#### Listed records ####

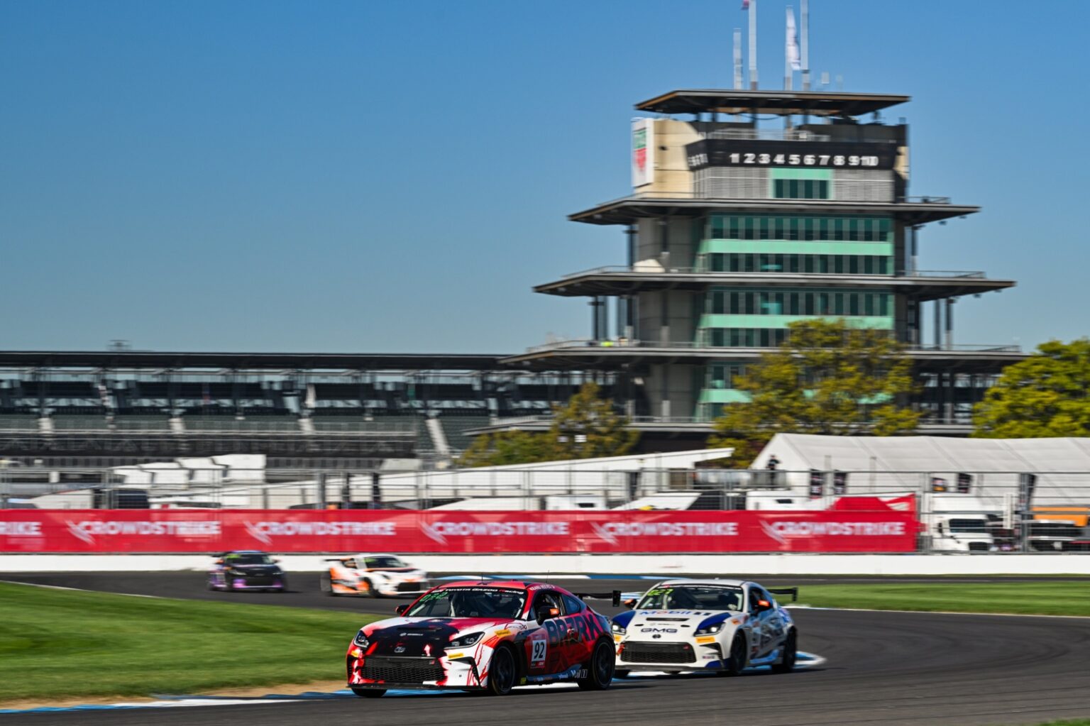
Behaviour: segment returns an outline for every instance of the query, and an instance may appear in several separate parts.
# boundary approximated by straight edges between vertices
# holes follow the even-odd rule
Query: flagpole
[[[742,29],[735,28],[735,90],[742,89]]]
[[[791,89],[791,26],[795,24],[794,9],[787,5],[786,32],[784,35],[784,90]]]
[[[802,0],[802,90],[810,90],[810,9]]]
[[[750,11],[750,90],[756,90],[756,0],[749,1]]]

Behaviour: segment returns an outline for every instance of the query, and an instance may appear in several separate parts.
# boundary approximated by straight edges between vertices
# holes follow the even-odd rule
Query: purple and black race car
[[[225,552],[208,570],[208,590],[284,592],[288,578],[276,559],[256,549]]]

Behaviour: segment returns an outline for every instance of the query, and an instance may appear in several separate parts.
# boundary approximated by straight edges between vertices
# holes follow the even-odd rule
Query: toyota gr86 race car
[[[419,595],[431,588],[427,572],[395,555],[361,554],[326,561],[329,570],[322,573],[319,584],[327,595]]]
[[[796,588],[768,590],[743,580],[659,582],[634,609],[613,619],[617,675],[712,670],[734,676],[760,665],[791,670],[798,631],[774,592],[798,595]]]
[[[208,590],[288,589],[288,578],[277,560],[256,549],[225,552],[208,570]]]
[[[364,626],[349,643],[348,687],[375,698],[391,688],[509,693],[569,680],[609,688],[609,619],[552,584],[461,581],[439,585],[399,617]],[[620,602],[620,593],[609,595]]]

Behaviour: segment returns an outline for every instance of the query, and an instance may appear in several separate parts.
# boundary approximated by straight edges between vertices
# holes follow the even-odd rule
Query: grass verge
[[[876,610],[1090,616],[1090,582],[803,584],[799,602]]]
[[[0,701],[343,678],[379,616],[0,583]]]

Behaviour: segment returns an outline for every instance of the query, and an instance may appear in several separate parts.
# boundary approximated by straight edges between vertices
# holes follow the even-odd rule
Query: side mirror
[[[553,618],[560,617],[560,608],[558,607],[538,607],[537,608],[537,625],[550,620]]]

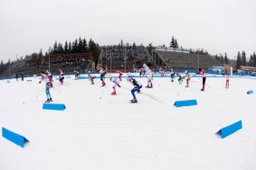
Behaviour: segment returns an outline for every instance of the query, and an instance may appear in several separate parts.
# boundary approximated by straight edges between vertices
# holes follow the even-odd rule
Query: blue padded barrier
[[[78,79],[88,79],[87,76],[79,76]]]
[[[25,143],[29,142],[24,136],[14,133],[2,127],[2,136],[14,144],[24,148]]]
[[[239,121],[232,125],[229,125],[225,128],[221,129],[217,134],[222,137],[222,139],[226,138],[227,136],[234,133],[235,131],[242,128],[242,121]]]
[[[66,109],[66,106],[65,104],[62,104],[62,103],[43,103],[43,109],[63,111]]]
[[[174,105],[176,107],[197,105],[197,101],[195,99],[187,101],[175,101]]]
[[[248,94],[253,94],[253,90],[250,90],[247,92]]]

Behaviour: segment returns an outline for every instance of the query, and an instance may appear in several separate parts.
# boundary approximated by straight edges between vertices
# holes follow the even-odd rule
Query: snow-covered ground
[[[0,81],[0,128],[24,135],[21,148],[0,137],[1,170],[252,170],[256,169],[256,80],[192,78],[185,87],[170,78],[154,78],[154,88],[132,99],[132,85],[100,87],[96,79],[66,78],[51,89],[62,111],[43,110],[45,84]],[[137,78],[144,86],[146,78]],[[254,94],[247,94],[249,90]],[[176,108],[175,101],[196,99],[198,105]],[[216,132],[238,121],[242,129],[221,139]]]

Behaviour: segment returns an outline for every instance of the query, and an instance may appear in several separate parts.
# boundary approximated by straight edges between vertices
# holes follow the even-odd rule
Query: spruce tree
[[[170,47],[171,48],[175,48],[175,40],[174,36],[172,37],[172,40],[170,42]]]
[[[225,55],[224,55],[224,63],[229,64],[229,58],[227,57],[227,53],[225,53]]]
[[[68,41],[65,41],[65,46],[64,46],[64,53],[68,54],[69,53],[69,45],[68,45]]]
[[[242,51],[242,66],[247,66],[246,54],[244,51]]]
[[[251,57],[250,57],[248,66],[253,67],[253,57],[252,57],[252,55],[251,55]]]
[[[242,65],[242,58],[241,58],[240,51],[238,51],[236,58],[236,68],[239,69],[241,65]]]
[[[253,52],[253,67],[256,67],[256,55],[255,52]]]

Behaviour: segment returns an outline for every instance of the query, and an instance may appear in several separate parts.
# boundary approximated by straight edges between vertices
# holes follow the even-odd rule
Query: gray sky
[[[256,50],[255,0],[0,0],[0,58],[43,53],[55,40],[136,42],[211,54]]]

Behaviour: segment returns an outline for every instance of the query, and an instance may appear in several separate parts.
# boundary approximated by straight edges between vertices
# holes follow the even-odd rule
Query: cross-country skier
[[[225,72],[224,76],[226,77],[226,88],[230,87],[230,77],[228,72]]]
[[[191,79],[190,74],[188,72],[186,72],[185,77],[186,77],[185,81],[186,81],[186,85],[185,87],[189,87],[189,81]]]
[[[143,67],[144,67],[146,73],[147,74],[147,85],[146,87],[147,88],[152,88],[153,87],[153,85],[152,85],[152,77],[153,77],[152,70],[146,64],[143,64]]]
[[[165,76],[165,69],[161,67],[159,69],[159,72],[160,72],[161,77],[164,77]]]
[[[203,88],[201,89],[201,91],[204,91],[205,81],[206,81],[205,71],[204,69],[202,69],[202,68],[199,68],[198,72],[196,73],[196,75],[202,75],[202,76],[203,76]]]
[[[89,76],[89,80],[90,81],[90,85],[94,85],[95,76],[89,74],[88,76]]]
[[[181,75],[179,75],[178,73],[176,74],[176,76],[179,77],[179,78],[178,78],[178,83],[179,83],[179,85],[181,85],[181,84],[182,84],[182,81],[183,81],[183,77],[182,77]]]
[[[59,76],[61,84],[63,85],[64,74],[62,69],[59,69],[58,76]]]
[[[142,85],[138,81],[137,81],[136,79],[134,79],[130,76],[127,77],[127,81],[130,82],[134,85],[134,88],[130,91],[131,94],[133,96],[133,100],[131,100],[130,102],[131,103],[137,103],[137,98],[136,98],[136,95],[135,95],[135,92],[139,94],[140,89],[142,88]]]
[[[123,73],[121,71],[119,71],[119,70],[117,71],[117,73],[119,74],[119,80],[122,81],[121,77],[122,77]]]
[[[175,72],[174,70],[171,70],[171,82],[174,82],[175,78]]]
[[[113,92],[111,93],[111,95],[116,95],[116,87],[121,87],[119,85],[119,80],[117,77],[112,77],[111,75],[109,76],[109,80],[113,83]]]
[[[39,83],[41,84],[42,81],[44,81],[45,84],[46,84],[45,93],[46,93],[47,100],[45,101],[45,103],[52,102],[52,96],[51,96],[51,94],[50,94],[50,88],[52,85],[52,83],[51,83],[48,76],[46,75],[46,73],[44,71],[41,72],[41,80],[40,80]]]
[[[75,74],[75,80],[78,80],[79,70],[77,68],[74,70],[74,74]]]
[[[46,70],[46,75],[48,76],[48,78],[49,78],[50,82],[52,83],[52,86],[53,86],[52,85],[52,82],[53,82],[52,75],[48,70]]]
[[[102,85],[101,86],[105,86],[106,85],[106,83],[104,82],[104,78],[105,78],[105,75],[106,75],[106,71],[100,67],[100,66],[98,66],[96,67],[96,69],[100,72],[100,80],[101,80],[101,83],[102,83]]]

####

Rewrite the part of the records that opens at their start and closes with the line containing "[[[750,11],[750,90],[756,90],[756,0],[749,1]]]", replacing "straight edges" with "line segments" and keeping everything else the same. Leave the pictures out of your answer.

Output of the task:
Behaviour: segment returns an outline for every instance of the query, and an instance may appear in several separate parts.
# boundary approximated by line segments between vertices
# holes follow the even-odd rule
Query: flagpole
[[[742,29],[735,28],[735,90],[742,89]]]
[[[791,89],[791,26],[795,24],[794,9],[787,5],[786,32],[784,35],[784,90]]]
[[[802,0],[802,90],[810,90],[810,9]]]
[[[750,11],[750,90],[756,90],[756,0],[749,1]]]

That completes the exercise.